__ページ抜粋__:
= = = = =

説明

梁接合部構造

【課題】梁接合部の補強と鋼管の接続の補助とを簡素な構成で実現可能な梁接合部構造を提供する。
【解決手段】鋼管10Aの内部に、鋼管10Aの端部から一部が突出するようにL字アングル20を配置する。これにより、鋼管10Aの内部に収容されたL字アングル20の補強本体部20aによって梁接合部30が補強されると共に、鋼管10Aから突出する接続補助部20bが鋼管10Aの内側において鋼管10Aと鋼管10Bとの接続部に位置するため、接続補助部20bを、鋼管10Aと鋼管10Bとを溶接接合する際の裏当て金として用いることができる。このように、梁接合部30を補強するL字アングル20が、鋼管10Aと鋼管10Bとの接続を補助する裏当て金としての機能も兼ねる。

【発明の詳細な説明】
【技術分野】
【0001】
本発明は、鋼管を用いて形成される柱における梁接合部構造に関する。

= = = = =

__提供資料__:

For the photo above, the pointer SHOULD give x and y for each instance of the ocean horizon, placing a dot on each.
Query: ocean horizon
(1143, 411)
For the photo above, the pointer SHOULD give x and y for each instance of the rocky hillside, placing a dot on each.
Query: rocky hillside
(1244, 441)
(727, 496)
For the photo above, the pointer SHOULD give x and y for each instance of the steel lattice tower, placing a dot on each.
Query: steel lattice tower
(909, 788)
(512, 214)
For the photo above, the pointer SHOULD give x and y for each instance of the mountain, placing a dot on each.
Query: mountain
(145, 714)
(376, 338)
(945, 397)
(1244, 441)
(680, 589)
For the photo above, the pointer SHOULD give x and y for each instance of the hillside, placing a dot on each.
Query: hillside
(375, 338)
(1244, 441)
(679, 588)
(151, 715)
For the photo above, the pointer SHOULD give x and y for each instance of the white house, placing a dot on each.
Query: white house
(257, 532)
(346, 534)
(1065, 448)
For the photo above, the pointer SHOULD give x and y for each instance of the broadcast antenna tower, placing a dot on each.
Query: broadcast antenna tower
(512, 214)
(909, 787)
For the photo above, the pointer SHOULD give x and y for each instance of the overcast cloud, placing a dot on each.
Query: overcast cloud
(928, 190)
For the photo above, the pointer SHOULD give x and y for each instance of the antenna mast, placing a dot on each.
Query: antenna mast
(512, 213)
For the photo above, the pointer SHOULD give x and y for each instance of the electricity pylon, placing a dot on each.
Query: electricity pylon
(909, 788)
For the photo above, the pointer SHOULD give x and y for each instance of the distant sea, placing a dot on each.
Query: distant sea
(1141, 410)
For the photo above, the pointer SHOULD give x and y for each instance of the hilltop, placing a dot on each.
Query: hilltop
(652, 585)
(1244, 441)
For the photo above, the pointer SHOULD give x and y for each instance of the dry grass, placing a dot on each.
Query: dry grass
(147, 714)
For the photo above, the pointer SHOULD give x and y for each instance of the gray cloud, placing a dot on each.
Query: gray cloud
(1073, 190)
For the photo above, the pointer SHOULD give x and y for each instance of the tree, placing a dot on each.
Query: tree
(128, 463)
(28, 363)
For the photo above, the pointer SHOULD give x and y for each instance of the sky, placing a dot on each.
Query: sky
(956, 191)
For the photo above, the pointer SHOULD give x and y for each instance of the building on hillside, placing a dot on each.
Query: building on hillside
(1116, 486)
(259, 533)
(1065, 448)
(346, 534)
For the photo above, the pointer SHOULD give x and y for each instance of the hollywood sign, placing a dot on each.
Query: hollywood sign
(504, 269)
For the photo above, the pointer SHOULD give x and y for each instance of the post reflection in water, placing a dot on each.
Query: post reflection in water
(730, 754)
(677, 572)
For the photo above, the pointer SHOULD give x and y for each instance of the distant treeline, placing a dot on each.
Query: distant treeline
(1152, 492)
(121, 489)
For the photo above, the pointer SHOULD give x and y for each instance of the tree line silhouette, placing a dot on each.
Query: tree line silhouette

= = = = =

__作業の要件__:
梁接合部構造に関する文書の続きを、最後の文の直後から書いてください。 上記の各行は、梁接合部構造に関する文書とは関係がありません。

__回答__:
【背景技術】
【0002】
従来、角形鋼管よりなる柱に対してH形鋼よりなる梁を接合する場合、これらの接合を剛接合とすべく、建設現場にて現場溶接がなされていた。かかる溶接作業は、高度な技術や熟練を要し、品質の管理が容易でない。このため、柱に対して梁をボルト接合する構造が種々試みられているが、柱はH形鋼等の開断面部材ではなく鋼管等の閉断面部材からなるため、作業者の手を柱の内部に入れて作業を行うことが難しく、柱内にナットを予め仕込む等の工夫が必要となり、構造が複雑になる。また、柱における梁が接合される部位(梁接合部)の耐力を上げるために、柱の当該箇所の補強についても考慮する必要がある。
【0003】
そこで、例えば特許文献1には、角形鋼管柱に、梁が接合されるジョイントボックスを設けた梁接合部構造についての開示がある。このジョイントボックスは、角形鋼管よりなる本体と、本体の端部に溶接されて本体を補強するダイヤフラムと、本体の梁接合部位に固定された連結ナットとより構成されている。この角形鋼管柱は、ジョイントボックス本体の上下端にそれぞれ角形鋼管を当接させ、当接箇所に裏当て金をあてがった状態で両者を溶接接合することで形成される。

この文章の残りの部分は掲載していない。